### Vorliegender Auszug:
****************
Reinhardt: Ich kann ja nichts dafür, dass ich schon ein Leben vor dem Lehrerberuf hatte. Es gibt immer mal wieder Anfragen von Medien, da Fußball einfach ein Thema und mein Werdegang eher ungewöhnlich ist. Das tut mir auch Leid gegenüber den Kollegen und Kolleginnen, die allesamt richtig tolle Arbeit abliefern und nicht so sehr im Blickpunkt stehen. Das habe ich eigentlich nicht so gerne. Mittlerweile wissen die Kollegen aber, dass das nicht von meiner Seite provoziert wird.
SPOX: Die Grundschule befindet sich in der Dortmunder Nordstadt, einem sozialen Brennpunkt und auch ein Ort, den manche Ihrer Berufskollegen wohl eher meiden würden. Wieso haben Sie sich freiwillig dafür entschieden?
****************
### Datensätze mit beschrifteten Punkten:
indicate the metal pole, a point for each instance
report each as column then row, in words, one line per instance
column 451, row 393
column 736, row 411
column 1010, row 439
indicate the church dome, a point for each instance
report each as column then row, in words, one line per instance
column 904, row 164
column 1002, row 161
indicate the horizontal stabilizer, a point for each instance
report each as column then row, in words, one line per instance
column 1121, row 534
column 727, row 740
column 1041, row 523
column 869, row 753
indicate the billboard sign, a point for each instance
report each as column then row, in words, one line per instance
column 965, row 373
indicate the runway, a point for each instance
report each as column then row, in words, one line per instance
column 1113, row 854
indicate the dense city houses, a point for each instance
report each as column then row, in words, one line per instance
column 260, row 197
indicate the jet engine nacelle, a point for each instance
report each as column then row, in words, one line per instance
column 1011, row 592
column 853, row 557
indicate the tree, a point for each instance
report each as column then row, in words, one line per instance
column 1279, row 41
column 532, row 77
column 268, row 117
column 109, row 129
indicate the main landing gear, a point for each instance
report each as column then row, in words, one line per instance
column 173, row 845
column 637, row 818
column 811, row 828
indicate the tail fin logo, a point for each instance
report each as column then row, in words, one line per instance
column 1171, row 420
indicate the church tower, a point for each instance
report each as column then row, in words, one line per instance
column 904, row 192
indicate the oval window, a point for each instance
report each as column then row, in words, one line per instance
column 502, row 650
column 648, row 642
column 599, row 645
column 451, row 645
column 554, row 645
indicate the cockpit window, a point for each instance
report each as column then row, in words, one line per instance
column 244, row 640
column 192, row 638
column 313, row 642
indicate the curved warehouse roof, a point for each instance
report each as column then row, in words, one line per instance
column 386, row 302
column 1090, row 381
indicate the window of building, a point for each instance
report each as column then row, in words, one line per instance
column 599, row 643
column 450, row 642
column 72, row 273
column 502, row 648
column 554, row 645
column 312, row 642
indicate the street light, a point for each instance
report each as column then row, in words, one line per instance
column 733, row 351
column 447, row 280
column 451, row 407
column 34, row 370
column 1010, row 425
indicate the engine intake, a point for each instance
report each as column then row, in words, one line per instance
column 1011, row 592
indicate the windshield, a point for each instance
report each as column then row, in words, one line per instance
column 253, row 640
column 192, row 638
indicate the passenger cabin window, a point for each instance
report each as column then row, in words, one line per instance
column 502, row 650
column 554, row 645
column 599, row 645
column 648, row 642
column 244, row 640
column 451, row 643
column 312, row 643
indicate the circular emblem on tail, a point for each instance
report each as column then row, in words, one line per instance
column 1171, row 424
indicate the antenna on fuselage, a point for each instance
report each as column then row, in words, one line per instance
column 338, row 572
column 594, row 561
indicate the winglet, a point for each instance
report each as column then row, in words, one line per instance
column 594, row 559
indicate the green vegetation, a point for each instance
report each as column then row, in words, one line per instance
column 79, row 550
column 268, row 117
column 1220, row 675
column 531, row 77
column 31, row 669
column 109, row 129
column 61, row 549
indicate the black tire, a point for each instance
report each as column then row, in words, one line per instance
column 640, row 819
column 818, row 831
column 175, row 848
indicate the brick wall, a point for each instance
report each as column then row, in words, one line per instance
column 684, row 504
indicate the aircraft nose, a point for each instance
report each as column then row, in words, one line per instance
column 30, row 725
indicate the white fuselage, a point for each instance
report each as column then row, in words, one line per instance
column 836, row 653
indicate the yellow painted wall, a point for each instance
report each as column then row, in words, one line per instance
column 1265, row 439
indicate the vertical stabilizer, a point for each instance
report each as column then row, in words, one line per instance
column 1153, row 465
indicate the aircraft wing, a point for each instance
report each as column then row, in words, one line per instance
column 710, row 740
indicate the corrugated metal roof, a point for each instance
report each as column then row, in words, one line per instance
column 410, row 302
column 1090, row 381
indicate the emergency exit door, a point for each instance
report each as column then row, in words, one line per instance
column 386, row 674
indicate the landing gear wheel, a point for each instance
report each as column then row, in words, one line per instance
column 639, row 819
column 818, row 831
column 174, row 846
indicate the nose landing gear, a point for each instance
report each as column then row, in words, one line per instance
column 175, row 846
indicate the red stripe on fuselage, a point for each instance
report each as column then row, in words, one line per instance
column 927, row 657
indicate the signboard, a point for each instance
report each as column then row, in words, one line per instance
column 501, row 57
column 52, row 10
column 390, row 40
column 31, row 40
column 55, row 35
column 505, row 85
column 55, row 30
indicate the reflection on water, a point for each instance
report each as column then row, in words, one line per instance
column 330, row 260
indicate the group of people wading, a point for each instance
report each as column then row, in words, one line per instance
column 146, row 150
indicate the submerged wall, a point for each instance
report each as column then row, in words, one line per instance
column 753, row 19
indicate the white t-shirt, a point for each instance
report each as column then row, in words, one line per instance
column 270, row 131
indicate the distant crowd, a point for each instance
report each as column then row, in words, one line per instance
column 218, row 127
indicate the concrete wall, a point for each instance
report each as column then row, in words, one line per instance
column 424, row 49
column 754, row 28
****************
### Aufgaben:
1) Fassen Sie den Interviewauszug in zwei Sätzen zusammen.
2) Beantworten Sie die folgenden Fragen zum Interviewauszug und kennzeichnen Sie die Antworten ebenso mit (a), (b) und (c).
(a) Aus welchen Gründen gibt es laut Reinhardt immer wieder Anfragen von Medien?
(b) Was wissen die Kollegen laut Reinhardt mittlerweile?
(c) In welchem Teil Dortmunds befindet sich die Grundschule?

### Erwartete Antworten:
1) Reinhardt berichtet, dass es wegen des Themas Fußball und des ungewöhnlichen Werdegangs vor dem Lehrerberuf immer wieder Medienanfragen gibt, was Reinhardt gegenüber den Kolleginnen und Kollegen leidtut, die tolle Arbeit leisten und weniger im Blickpunkt stehen. SPOX fragt anschließend, warum sich Reinhardt freiwillig für die Grundschule in der Dortmunder Nordstadt entschieden hat, einem sozialen Brennpunkt.

2)
(a) Weil Fußball einfach ein Thema und der Werdegang eher ungewöhnlich ist.
(b) Dass das nicht von Reinhardts Seite provoziert wird.
(c) In der Dortmunder Nordstadt.